EXCERPTED TEXT
With that lets get to the recipe. I hope you enjoy this as much as we did. This cake is so bright and flavorful. It was as fun to look at as it was to eat.
Blood Orange Loaf Cake
1 c (2 sticks) soft unsalted butter
1 1/2 c granulated sugar
2 TBSP blood orange zest (zest of 1 medium orange)
1 c juice of blood orange (2 medium oranges)
1/2 tsp baking powder
1 tsp salt
2 c all purpose flour
1/4 c milk
For the glaze:
1 c powdered sugar
1/2 c blood orange juice (juice from 1 orange)
Preheat oven to 350f (180c). Prepare a 9x5 loaf pan by spraying with avocado oil and sprinkling with granulated sugar. Set aside.
To a small mixing bowl add 1 1/2 c sugar and 2 TBSP blood orange zest. using your hands rub the zest into the sugar till it has the consistency of wet sand. This releases oils from the zest creating a more powerful citrus flavor.
To a medium mixing bowl add butter and sugar mixture. Cream together for about 3 minutes till fluffy and turn a light pale color. Add in eggs and mix again for another 3 minutes getting it back to that fluffy texture and pale color. Add in salt and baking powder and mix till combined. Then add in blood orange juice and whisk together.
Add half the flour folding into the batter. Alternate adding in the milk and mix just till combined. Add the rest of the flour and fold in gently being sure not over mix (for more information on this be sure to read the post)
Add batter to your loaf pan and bake for 40-45 minutes. Once it is fully baked (poke with a metal prong if soft crumbs come out it is done) take out of the oven and allow to cool for 10 minutes before turning the loaf out of the pan. I love this trick for a clean release every time. Let cake cool completely before adding glaze.
While cake cools mix together the powdered sugar and blood orange. You want it to be the consistency of Elmer's glue. Add more powdered sugar to thicken it and more blood orange juice to make it thinner. Por on top of cooled cake. Slice and enjoy. I especially love this recipe for a Sunday brunch or lazy Saturday morning.

DATASET CONTENT

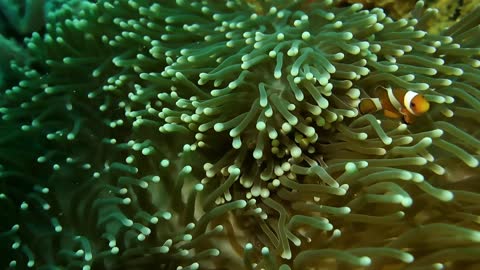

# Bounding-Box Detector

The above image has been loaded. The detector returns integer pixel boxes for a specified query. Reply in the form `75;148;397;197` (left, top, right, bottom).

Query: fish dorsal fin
403;91;418;115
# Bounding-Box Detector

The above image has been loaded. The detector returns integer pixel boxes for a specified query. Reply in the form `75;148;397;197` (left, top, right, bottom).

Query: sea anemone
0;0;480;270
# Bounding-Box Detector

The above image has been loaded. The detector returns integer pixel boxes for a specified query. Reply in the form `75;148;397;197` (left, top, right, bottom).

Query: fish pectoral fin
383;110;402;119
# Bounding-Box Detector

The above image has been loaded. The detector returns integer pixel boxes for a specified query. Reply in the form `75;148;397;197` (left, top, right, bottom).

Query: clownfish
358;87;430;124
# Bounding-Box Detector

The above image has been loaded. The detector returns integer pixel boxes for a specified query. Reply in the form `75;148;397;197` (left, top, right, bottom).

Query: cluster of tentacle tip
0;0;480;270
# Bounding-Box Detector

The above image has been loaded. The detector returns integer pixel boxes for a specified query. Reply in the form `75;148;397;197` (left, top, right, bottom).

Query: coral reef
0;0;480;270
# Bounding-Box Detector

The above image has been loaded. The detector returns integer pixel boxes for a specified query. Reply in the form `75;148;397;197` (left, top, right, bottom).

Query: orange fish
358;87;430;124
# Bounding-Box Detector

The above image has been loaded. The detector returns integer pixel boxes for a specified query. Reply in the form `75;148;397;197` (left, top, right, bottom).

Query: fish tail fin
358;98;382;114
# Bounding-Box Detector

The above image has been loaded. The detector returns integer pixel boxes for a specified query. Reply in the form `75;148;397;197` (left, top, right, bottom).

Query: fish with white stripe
358;87;430;124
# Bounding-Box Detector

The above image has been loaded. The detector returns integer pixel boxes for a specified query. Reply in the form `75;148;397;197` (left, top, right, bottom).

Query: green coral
0;0;480;269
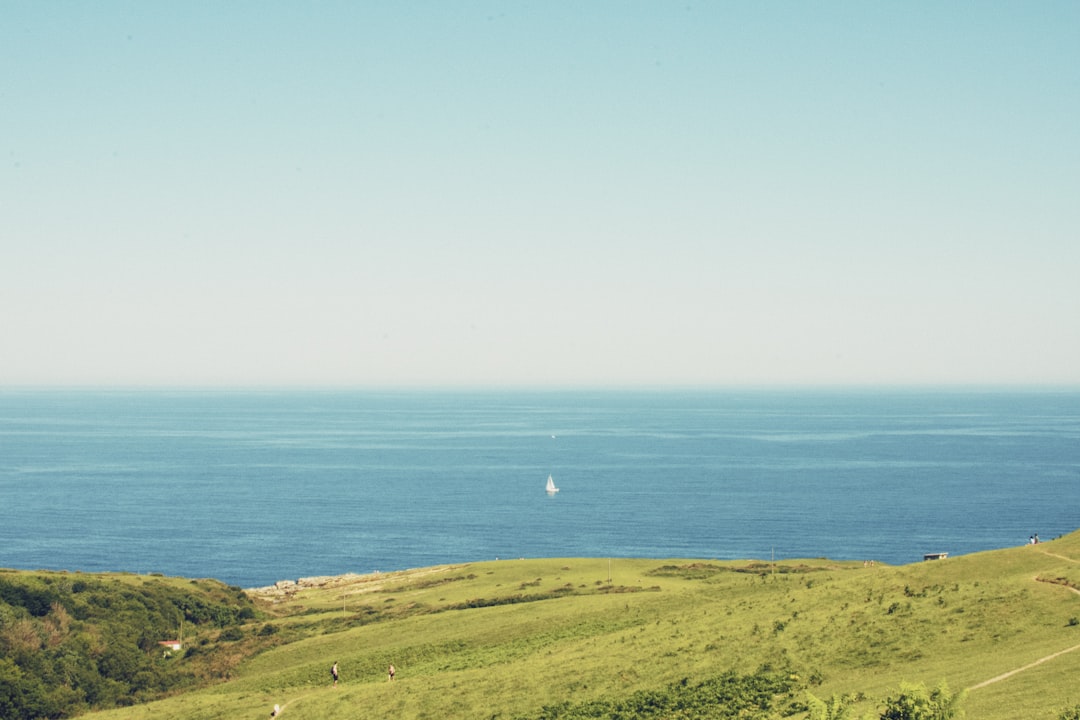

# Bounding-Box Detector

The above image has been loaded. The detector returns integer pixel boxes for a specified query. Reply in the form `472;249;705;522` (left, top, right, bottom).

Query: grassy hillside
19;533;1080;720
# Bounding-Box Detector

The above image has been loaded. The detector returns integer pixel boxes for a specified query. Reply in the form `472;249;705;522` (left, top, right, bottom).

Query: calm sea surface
0;391;1080;587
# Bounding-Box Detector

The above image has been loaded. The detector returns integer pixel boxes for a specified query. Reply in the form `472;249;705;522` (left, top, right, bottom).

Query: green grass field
76;532;1080;720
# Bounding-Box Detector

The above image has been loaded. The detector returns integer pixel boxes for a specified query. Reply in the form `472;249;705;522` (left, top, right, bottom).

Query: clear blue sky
0;0;1080;386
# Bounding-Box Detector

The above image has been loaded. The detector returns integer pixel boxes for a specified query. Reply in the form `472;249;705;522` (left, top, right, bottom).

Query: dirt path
968;548;1080;690
968;646;1080;690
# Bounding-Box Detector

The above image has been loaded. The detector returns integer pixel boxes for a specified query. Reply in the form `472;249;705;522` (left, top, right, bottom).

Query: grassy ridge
39;533;1080;720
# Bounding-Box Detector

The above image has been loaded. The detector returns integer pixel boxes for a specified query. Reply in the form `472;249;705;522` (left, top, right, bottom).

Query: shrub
880;682;964;720
1057;705;1080;720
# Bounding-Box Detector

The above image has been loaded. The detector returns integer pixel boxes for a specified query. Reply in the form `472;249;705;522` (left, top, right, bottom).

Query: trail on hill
968;548;1080;690
968;644;1080;690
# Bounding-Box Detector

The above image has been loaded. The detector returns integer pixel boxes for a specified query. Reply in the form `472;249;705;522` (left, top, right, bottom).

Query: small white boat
545;475;558;495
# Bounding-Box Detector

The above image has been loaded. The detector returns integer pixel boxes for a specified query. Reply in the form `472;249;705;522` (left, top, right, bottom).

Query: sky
0;0;1080;388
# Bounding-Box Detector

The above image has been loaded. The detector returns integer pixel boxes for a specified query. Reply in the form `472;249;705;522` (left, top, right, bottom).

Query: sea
0;388;1080;587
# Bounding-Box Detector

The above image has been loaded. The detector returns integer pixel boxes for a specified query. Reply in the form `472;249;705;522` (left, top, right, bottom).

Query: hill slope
19;533;1080;720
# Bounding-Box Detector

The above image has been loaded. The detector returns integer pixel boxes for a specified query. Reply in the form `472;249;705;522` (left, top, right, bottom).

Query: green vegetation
6;532;1080;720
0;572;256;720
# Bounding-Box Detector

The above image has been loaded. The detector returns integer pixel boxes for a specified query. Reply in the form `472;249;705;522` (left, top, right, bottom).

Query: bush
881;682;964;720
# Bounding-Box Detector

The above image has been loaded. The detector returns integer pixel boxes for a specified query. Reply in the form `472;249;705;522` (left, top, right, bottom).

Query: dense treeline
518;668;795;720
0;572;255;720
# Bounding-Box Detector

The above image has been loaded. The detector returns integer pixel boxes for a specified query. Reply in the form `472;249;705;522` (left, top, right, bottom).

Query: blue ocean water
0;390;1080;587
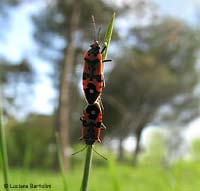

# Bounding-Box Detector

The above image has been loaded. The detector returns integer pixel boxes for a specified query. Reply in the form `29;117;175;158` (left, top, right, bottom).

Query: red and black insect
82;16;111;104
81;103;103;145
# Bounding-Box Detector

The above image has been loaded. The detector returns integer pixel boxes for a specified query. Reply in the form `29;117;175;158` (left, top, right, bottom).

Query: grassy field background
0;159;200;191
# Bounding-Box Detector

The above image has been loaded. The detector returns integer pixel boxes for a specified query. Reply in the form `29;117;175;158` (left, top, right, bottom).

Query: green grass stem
81;145;92;191
56;133;68;191
81;13;115;191
0;86;9;191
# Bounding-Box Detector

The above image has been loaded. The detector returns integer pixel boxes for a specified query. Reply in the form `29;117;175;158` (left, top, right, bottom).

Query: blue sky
0;0;200;113
0;0;200;145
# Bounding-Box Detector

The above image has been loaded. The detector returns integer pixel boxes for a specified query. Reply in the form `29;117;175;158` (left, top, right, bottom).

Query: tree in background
104;19;199;163
33;0;113;169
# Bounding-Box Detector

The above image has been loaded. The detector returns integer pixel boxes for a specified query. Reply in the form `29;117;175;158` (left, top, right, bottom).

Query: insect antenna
71;145;87;155
91;15;97;41
92;147;108;160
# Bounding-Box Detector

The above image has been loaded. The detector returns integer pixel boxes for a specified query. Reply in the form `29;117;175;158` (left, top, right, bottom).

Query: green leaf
102;13;115;60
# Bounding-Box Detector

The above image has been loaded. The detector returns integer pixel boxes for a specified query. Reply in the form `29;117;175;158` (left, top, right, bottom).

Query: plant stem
0;84;9;191
56;133;68;191
81;145;92;191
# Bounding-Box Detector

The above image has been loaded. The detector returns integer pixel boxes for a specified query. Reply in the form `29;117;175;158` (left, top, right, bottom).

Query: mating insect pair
81;16;111;145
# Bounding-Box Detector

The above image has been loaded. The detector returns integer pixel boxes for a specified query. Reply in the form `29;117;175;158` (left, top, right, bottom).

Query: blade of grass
0;84;9;191
81;13;115;191
102;13;115;60
81;145;92;191
56;133;68;191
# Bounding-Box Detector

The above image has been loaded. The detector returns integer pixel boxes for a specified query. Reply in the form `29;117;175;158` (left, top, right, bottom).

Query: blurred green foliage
0;161;200;191
7;114;55;168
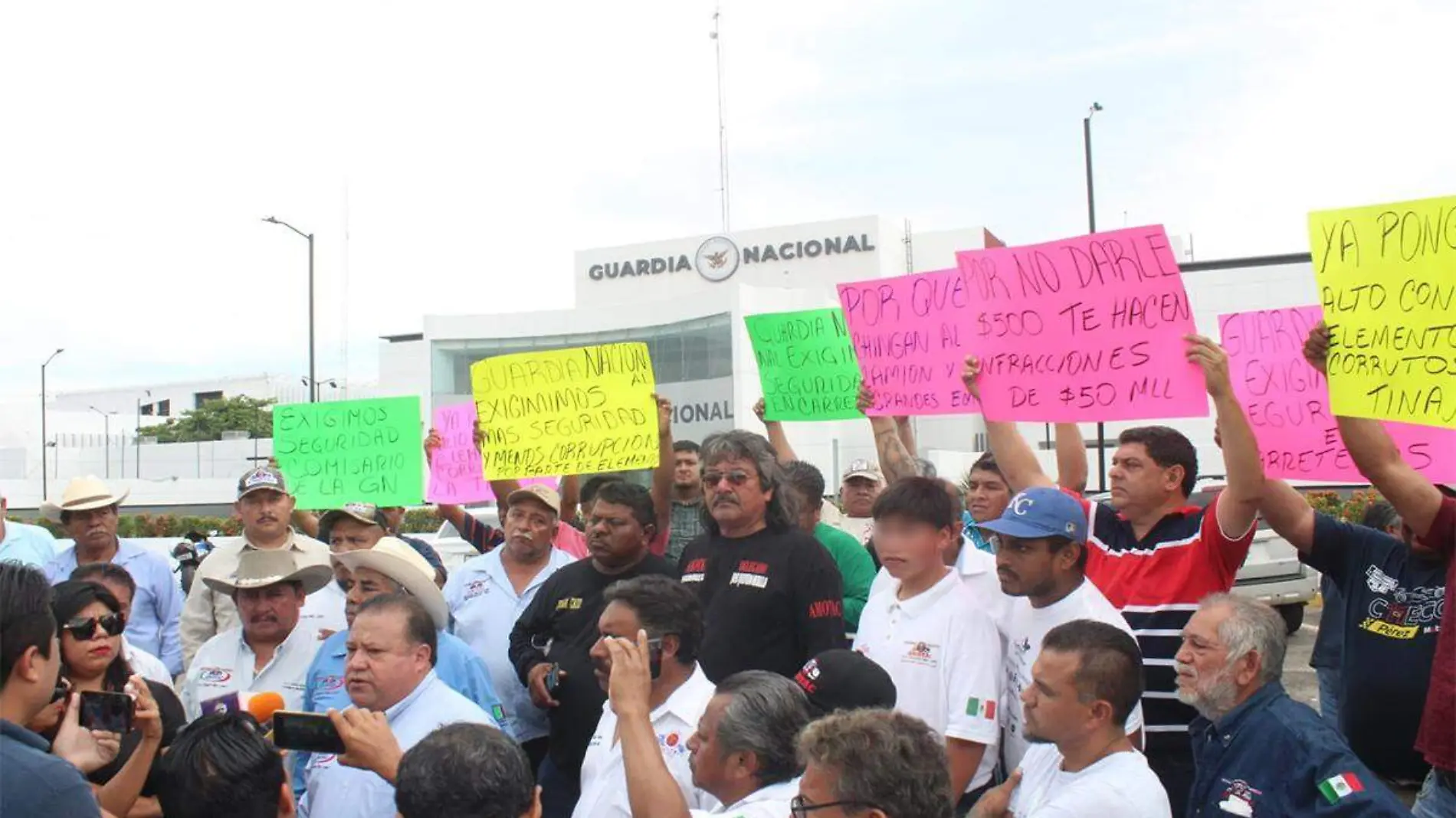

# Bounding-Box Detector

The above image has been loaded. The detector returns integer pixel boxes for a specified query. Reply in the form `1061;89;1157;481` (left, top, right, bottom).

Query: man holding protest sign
962;335;1264;813
678;430;844;679
181;466;339;664
1304;322;1456;818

COMPLETE THE FOLLOWING
1. Can you rewrite the stretch of the blood orange cake recipe from "Add batter to" through "lazy Saturday morning." with "metal prong" swapped for "toothpick"?
2. Can you answer these from the blood orange cake recipe?
(a) What oven temperature does it call for?
(b) How long should the loaf cool before it is turned out of the pan?
(c) How much salt goes into the batter?
Answer from the recipe alone.

TASK RESULTS
1.
Add batter to your loaf pan and bake for 40-45 minutes. Once it is fully baked (poke with a toothpick if soft crumbs come out it is done) take out of the oven and allow to cool for 10 minutes before turning the loaf out of the pan. I love this trick for a clean release every time. Let cake cool completely before adding glaze.
While cake cools mix together the powdered sugar and blood orange. You want it to be the consistency of Elmer's glue. Add more powdered sugar to thicken it and more blood orange juice to make it thinner. Por on top of cooled cake. Slice and enjoy. I especially love this recipe for a Sunday brunch or lazy Saturday morning.

2.
(a) 350f (180c)
(b) 10 minutes
(c) 1 tsp